It also assumes that the medium is the first leveler so, for example, if I “like” Christian Marclay, I must therefore “like” video as a medium, which is SO not the case, just as I would never type “Iron and Wine” into Pandora because I would then find myself listening to (eek!) folk music.

Further, the best and worst thing about visual art is that it often doesn’t come through on the computer screen; you have to be there, in front of it, to get the impact. A great example of this is the current digital work of Gerhard Richter I’ve been going on about, which has a lot of zing in person but looks deadly on Marian Goodman’s website. Isn’t this the ultimate irony? A digital product that doesn’t translate in digital? Surprise!—scale actually means something! And just as “silence” was a “sound” to John Cage, surface is meaningful even when it’s flat.

So will the artists who succeed in the future make work with an eye to computer reproduction OR, unlike sex, will visual art continue to be, like food, one of the few experiences where actual contact remains essential?

Oddly enough, however, the explosion of information on the Internet hasn’t extended fully to art. For starters, neither Art in America nor Artforum has an online archive. No wonder art students don’t seem to know anything about what’s gone on in the last 20-30 years—there’s no place for them to find out about it unless they go to a brick and mortar library, which is not how they’re used to doing research.  And why should they have to? In the past there were online resources, at least for recent articles, but they’ve disappeared.  Some angel should take this on.

Also surprisingly, museums, even more than private galleries, are woefully stingy with online information for both visitors and writers.  If they’re not going to allow photography, which is the rule at almost all museums except MoMA, then the least they could do is provide images online so visitors can refer back to what they saw, people who haven’t attended the exhibition can see what they’re missing, and when the exhibition is over, there’s an online archive.

Museums could also put the wall text online—why not? It’s hardly an expensive proposition. I was recently apprehended by guards at the Whitney for taking photos of the text panels (I’m not kidding!) for Oskar Fischinger (click here to see the sum total of the online info about it) but kept snapping away because I had a review to write and that was the only way to get the information, at least in a timely manner. Of course I could email the Press Office and wait to see if they’d send me a PDF, but why make it so difficult?—not only for press, but for the public. These aren’t state secrets, but information that’s in their best interest to share.

As for check lists of everything in museum exhibitions, including titles, dates, sizes, etc. – these appear to be things of the past. I requested one from the Art Institute of Chicago but gave up after a flurry of emails—“press release” being the only language they speak.

Back in the olden days I’d be sent a thick packet that included check lists, complete bios and Xeroxes of previous reviews and catalog essays, as well as slides (remember them?) covering the bulk of the exhibition I was writing about. Now I’m referred to the website where even the press area, which requires special access, offers only a modicum of images and the lonely press release, which is often too cursory to be helpful. The Fischinger press release didn’t even make mention of the music, by Varese and Cage, which accompanies the films. That information is simply not available online, although the Tate Modern, which showed the piece in the spring, at least offers background information on Fischinger, at Tate etc.  I will happily consult with any museum that wants to improve their online and press offerings! Just ask!


a said...

Love the comparison of sex/food/art. My three fave topics (not necessarily in that order). ; )

Haven't read the NYT article yet. I like Pandora generally, but it is interesting to ponder whether that model can work with a visual modality.

virginia bryant said...

Institutional bureaucracy is a straight jacket that never stops propagating waste, inefficiency and lack of clarity.

* PROVIDED MATERIAL *
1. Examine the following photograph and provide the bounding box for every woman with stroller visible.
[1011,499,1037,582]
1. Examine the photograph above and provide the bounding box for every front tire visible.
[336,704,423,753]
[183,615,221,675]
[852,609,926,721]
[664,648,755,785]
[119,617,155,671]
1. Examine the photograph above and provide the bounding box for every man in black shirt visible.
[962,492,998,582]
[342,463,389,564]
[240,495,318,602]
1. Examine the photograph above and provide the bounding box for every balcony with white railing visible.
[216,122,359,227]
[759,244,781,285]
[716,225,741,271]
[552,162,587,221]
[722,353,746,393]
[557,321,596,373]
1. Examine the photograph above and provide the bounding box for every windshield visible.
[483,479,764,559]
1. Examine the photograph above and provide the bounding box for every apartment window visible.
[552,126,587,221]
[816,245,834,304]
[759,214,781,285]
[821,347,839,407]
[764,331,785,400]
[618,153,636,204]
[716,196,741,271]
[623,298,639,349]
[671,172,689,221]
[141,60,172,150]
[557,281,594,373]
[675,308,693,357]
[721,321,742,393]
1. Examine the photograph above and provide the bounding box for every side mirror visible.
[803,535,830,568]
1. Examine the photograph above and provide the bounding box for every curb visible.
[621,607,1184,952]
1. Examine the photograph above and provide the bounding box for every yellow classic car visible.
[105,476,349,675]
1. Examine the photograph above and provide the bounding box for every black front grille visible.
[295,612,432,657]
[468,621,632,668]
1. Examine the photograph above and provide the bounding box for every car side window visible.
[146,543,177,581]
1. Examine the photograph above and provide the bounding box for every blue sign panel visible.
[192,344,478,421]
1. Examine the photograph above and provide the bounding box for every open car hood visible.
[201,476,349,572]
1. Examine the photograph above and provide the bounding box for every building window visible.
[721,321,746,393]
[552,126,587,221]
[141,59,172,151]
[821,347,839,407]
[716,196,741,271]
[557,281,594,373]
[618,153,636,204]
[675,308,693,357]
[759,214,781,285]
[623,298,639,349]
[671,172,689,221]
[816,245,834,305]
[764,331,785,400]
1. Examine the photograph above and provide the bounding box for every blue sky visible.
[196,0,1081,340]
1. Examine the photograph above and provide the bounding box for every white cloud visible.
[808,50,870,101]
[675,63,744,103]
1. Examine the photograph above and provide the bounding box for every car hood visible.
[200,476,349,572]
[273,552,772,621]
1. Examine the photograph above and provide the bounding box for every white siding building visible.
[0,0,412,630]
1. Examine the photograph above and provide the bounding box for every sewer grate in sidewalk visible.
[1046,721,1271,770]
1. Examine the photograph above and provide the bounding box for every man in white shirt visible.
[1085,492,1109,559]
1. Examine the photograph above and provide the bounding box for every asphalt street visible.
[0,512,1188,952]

* AIM *
Set down, word for word, everything in the post on art and the Internet above from "So will the" down to "contact remains essential?".

* TASK ANSWER *
So will the artists who succeed in the future make work with an eye to computer reproduction OR, unlike sex, will visual art continue to be, like food, one of the few experiences where actual contact remains essential?